- **WORK REQUIRED**: Copy the records below word for word, but leave out the pictures.

* START RECORDS PROVIDED *

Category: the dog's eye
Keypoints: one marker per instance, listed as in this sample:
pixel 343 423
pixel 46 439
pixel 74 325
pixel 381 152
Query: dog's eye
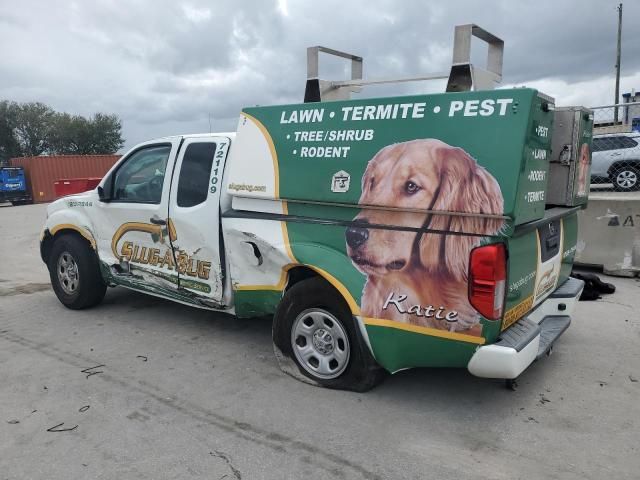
pixel 411 187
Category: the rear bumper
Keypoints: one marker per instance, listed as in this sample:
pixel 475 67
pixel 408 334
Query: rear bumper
pixel 530 337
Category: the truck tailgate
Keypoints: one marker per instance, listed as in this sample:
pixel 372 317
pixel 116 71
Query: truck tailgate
pixel 540 259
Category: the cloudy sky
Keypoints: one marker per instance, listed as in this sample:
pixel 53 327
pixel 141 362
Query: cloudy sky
pixel 172 66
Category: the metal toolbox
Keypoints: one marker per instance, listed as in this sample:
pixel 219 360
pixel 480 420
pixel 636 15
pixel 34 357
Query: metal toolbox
pixel 570 162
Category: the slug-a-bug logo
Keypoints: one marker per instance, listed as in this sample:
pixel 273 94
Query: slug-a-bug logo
pixel 340 182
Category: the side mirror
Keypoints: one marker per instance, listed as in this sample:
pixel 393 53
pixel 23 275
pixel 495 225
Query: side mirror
pixel 102 195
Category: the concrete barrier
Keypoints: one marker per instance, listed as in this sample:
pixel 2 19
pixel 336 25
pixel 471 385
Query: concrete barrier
pixel 609 233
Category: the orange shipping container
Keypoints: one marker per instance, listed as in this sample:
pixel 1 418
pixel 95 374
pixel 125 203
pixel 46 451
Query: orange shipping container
pixel 43 171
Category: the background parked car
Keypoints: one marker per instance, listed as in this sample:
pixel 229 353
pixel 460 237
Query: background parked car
pixel 616 160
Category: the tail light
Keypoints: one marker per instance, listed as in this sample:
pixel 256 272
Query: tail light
pixel 487 279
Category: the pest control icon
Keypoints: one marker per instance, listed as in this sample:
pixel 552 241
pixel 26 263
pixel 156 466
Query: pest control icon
pixel 340 182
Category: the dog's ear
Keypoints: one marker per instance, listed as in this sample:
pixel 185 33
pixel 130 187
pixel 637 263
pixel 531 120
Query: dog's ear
pixel 465 187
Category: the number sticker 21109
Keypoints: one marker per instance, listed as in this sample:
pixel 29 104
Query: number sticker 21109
pixel 221 152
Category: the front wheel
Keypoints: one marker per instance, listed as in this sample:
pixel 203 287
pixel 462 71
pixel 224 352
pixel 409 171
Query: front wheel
pixel 75 273
pixel 626 179
pixel 314 328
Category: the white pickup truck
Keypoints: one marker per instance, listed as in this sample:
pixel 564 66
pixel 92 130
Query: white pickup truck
pixel 379 234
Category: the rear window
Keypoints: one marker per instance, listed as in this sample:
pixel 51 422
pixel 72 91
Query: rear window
pixel 193 185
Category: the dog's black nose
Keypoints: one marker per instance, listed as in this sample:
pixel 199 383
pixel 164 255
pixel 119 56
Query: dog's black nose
pixel 356 236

* END RECORDS PROVIDED *

- **THE OUTPUT**:
Category: the dog's eye
Keypoints: one marker per instance, listed as in this sample:
pixel 343 423
pixel 46 439
pixel 74 325
pixel 381 152
Query: dog's eye
pixel 411 187
Category: the rear bumper
Keypoints: one marker per instance, listed as in this sample:
pixel 475 67
pixel 408 334
Query: rear bumper
pixel 530 337
Category: the truck tailgate
Keypoints: one marker per instance, listed as in this sample:
pixel 372 317
pixel 116 71
Query: truck tailgate
pixel 540 259
Category: the cloudy sky
Keypoints: one marker per instance, listed as in this sample:
pixel 53 327
pixel 141 362
Query: cloudy sky
pixel 172 66
Category: the metal toolbox
Keypoints: one marker per instance, listed as in this sample:
pixel 219 360
pixel 480 420
pixel 636 15
pixel 34 357
Query: metal toolbox
pixel 570 162
Category: the slug-a-bug logo
Keypoints: one marker per instance, listed as in this sample:
pixel 273 94
Query: slug-a-bug logo
pixel 340 182
Category: the side mirror
Keypoints: one marker per instance, listed as in this sample:
pixel 393 53
pixel 23 275
pixel 495 225
Query: side mirror
pixel 102 195
Category: the concrete barrier
Keypoints: one marker per instance, listed as in this sample:
pixel 2 19
pixel 336 25
pixel 471 385
Query: concrete barrier
pixel 609 233
Category: the orange shipping container
Keypoints: one marker per instance, listed as in this sample:
pixel 1 418
pixel 95 374
pixel 125 203
pixel 46 451
Query: orange shipping container
pixel 43 171
Category: the background parked car
Keypoints: one marker per instance, listed as in this sample:
pixel 229 353
pixel 460 237
Query: background parked car
pixel 616 160
Category: the tail light
Keypoints: one marker per instance, listed as in this sample:
pixel 256 272
Query: tail light
pixel 487 279
Category: the pest control icon
Keypoints: one marker per instance, listed as in this sample:
pixel 552 241
pixel 26 263
pixel 156 466
Query: pest control icon
pixel 340 182
Category: the dog's ear
Keypoints: one marker per instance, listed as in this sample:
pixel 185 33
pixel 130 187
pixel 637 263
pixel 531 120
Query: dog's ear
pixel 465 187
Category: the number sticker 21109
Keypoints: one marker per instance, listed as in this sample:
pixel 29 104
Query: number sticker 21109
pixel 221 152
Category: the front wheel
Keypoints: one marker per instance, listed as in this sample:
pixel 203 287
pixel 462 71
pixel 224 352
pixel 409 171
Query: front wheel
pixel 75 273
pixel 626 179
pixel 314 328
Category: the white pickup truck
Keypoints: one marker per instance, listed as in this sample:
pixel 564 66
pixel 92 130
Query: white pickup truck
pixel 379 234
Category: the rear window
Keypoints: one marker per instance, listed as in this sample:
pixel 51 422
pixel 72 91
Query: rear window
pixel 193 185
Category: the dog's black nose
Keypoints: one marker per instance, listed as in this sample:
pixel 199 383
pixel 164 255
pixel 119 56
Query: dog's black nose
pixel 356 236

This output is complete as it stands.